→ EXERCISE
Please print, word for word, every line from the one that contains "Task: indicate the white window" through the last line of the records, and nothing else.

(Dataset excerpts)

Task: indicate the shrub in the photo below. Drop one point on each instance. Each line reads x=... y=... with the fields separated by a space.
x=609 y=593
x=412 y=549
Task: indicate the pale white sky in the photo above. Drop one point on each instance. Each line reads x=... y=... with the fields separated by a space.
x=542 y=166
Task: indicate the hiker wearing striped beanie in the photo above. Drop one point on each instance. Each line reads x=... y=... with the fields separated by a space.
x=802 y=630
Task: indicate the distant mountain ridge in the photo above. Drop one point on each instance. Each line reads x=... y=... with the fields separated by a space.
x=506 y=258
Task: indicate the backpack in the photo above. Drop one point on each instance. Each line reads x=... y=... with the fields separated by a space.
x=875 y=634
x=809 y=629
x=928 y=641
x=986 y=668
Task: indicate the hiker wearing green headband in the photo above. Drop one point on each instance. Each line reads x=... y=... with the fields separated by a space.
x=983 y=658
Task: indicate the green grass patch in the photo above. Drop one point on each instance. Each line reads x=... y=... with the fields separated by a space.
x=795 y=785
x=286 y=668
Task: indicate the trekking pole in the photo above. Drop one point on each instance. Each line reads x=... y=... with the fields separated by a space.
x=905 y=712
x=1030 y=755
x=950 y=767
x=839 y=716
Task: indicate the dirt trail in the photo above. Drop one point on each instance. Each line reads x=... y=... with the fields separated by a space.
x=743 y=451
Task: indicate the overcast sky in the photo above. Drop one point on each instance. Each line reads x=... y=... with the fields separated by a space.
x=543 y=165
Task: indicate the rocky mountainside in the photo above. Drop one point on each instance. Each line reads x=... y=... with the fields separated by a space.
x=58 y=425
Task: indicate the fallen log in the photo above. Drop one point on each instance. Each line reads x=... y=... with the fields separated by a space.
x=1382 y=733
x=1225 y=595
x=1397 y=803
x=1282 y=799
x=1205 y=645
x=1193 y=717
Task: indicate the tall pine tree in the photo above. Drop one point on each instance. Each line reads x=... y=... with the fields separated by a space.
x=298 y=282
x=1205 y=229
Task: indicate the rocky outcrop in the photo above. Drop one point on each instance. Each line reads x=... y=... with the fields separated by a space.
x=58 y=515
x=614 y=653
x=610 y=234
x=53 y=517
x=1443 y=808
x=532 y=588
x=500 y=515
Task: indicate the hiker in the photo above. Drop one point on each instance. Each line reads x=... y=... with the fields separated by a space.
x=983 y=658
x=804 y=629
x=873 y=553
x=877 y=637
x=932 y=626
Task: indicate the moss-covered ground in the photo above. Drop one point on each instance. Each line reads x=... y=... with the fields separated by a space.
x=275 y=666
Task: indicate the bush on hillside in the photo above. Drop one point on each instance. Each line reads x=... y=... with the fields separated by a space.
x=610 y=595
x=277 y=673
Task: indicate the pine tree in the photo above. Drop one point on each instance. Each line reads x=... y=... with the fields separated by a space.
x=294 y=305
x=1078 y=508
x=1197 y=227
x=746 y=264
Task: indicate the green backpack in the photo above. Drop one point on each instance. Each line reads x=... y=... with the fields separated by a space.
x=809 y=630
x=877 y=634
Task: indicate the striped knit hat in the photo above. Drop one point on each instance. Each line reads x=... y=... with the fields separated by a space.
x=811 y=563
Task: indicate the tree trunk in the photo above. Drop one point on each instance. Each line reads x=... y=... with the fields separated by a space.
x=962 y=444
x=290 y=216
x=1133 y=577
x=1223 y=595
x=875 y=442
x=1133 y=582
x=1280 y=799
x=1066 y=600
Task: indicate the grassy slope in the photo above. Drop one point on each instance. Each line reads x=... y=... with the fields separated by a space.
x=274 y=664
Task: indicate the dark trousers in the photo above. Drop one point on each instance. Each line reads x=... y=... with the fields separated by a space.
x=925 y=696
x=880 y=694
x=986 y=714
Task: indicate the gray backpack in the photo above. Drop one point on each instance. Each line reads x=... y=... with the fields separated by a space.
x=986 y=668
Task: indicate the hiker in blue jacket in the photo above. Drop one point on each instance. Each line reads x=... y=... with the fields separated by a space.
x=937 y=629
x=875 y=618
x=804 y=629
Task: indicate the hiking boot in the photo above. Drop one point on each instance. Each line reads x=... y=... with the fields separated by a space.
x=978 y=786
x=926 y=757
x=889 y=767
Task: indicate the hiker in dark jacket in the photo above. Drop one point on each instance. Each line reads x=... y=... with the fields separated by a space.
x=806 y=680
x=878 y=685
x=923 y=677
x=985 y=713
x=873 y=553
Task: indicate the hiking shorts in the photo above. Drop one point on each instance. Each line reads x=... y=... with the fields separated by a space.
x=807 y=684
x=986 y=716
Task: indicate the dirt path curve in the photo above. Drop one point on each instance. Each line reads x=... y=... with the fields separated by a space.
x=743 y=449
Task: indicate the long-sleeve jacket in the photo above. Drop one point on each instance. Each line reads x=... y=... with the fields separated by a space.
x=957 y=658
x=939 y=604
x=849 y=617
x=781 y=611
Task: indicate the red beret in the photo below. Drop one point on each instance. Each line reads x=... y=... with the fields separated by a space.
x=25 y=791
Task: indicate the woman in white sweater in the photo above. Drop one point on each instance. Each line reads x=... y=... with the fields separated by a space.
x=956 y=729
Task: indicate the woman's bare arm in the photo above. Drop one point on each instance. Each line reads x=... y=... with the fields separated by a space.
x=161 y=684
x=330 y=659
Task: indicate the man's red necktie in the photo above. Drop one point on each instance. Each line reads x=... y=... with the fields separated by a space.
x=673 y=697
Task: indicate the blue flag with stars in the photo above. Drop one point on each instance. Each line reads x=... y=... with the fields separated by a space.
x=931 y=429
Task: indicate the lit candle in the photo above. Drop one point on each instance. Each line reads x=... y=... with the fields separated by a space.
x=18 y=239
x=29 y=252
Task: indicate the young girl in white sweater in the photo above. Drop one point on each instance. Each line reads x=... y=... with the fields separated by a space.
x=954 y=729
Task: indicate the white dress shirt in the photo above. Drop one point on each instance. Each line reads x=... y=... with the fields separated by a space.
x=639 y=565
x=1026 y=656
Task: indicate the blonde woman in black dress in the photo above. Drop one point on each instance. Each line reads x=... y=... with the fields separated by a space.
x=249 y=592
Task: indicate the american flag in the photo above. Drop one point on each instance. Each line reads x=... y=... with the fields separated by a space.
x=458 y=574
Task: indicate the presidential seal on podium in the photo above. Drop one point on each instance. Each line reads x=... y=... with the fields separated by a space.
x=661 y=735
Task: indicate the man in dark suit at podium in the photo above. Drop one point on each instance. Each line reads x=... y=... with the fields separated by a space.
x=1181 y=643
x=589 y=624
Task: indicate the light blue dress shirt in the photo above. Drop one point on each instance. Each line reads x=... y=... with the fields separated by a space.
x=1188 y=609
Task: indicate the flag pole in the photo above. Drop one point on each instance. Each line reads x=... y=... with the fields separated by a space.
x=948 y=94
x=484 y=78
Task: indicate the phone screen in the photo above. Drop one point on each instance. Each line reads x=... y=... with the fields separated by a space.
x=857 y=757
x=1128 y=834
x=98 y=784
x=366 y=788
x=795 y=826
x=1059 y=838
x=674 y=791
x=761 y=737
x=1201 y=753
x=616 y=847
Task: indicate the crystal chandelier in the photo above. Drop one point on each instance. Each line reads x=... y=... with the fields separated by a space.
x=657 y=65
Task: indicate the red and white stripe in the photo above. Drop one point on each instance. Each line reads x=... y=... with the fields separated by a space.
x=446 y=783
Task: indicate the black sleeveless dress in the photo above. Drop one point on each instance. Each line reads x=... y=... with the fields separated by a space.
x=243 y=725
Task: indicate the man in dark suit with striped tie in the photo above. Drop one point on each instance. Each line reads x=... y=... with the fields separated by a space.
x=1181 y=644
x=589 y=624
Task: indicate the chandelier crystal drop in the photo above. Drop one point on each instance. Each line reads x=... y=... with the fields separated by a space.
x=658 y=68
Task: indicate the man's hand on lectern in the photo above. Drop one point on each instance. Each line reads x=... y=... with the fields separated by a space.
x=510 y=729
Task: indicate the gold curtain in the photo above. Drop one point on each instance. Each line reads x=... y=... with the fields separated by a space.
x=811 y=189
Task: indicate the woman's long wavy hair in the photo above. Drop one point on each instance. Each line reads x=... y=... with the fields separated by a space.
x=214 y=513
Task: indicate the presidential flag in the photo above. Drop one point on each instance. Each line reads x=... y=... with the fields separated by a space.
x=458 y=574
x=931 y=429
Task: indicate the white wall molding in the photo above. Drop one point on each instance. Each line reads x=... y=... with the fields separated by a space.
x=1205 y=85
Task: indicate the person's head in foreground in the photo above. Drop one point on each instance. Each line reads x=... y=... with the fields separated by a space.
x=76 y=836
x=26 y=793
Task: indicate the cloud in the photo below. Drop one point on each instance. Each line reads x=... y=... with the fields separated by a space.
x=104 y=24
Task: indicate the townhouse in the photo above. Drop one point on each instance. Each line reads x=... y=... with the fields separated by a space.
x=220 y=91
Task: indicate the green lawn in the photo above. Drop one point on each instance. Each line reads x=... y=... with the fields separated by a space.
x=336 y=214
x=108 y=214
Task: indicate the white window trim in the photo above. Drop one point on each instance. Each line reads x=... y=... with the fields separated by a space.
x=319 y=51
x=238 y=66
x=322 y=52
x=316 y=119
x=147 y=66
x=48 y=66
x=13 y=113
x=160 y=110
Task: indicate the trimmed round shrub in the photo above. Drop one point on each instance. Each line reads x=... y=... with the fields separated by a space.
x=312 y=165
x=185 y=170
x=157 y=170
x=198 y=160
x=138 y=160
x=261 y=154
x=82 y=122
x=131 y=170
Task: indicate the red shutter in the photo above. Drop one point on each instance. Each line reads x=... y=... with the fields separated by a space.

→ EXERCISE RESULT
Task: indicate the white window trim in the photo above. Drop one point on each instance. Each line reads x=... y=... with the fields separated by a space.
x=319 y=51
x=238 y=66
x=322 y=52
x=316 y=119
x=147 y=66
x=48 y=66
x=13 y=113
x=160 y=110
Task: indicate the trimmed round shrub in the photo above. Drop one point on each instance. Each line reads x=... y=... with the fields separated by a space.
x=312 y=165
x=185 y=170
x=157 y=170
x=198 y=160
x=138 y=160
x=261 y=154
x=82 y=122
x=131 y=170
Task: indicate the red shutter in the photo above. Drop one point on each instance. Each line reads x=... y=... with the fields separated by a space.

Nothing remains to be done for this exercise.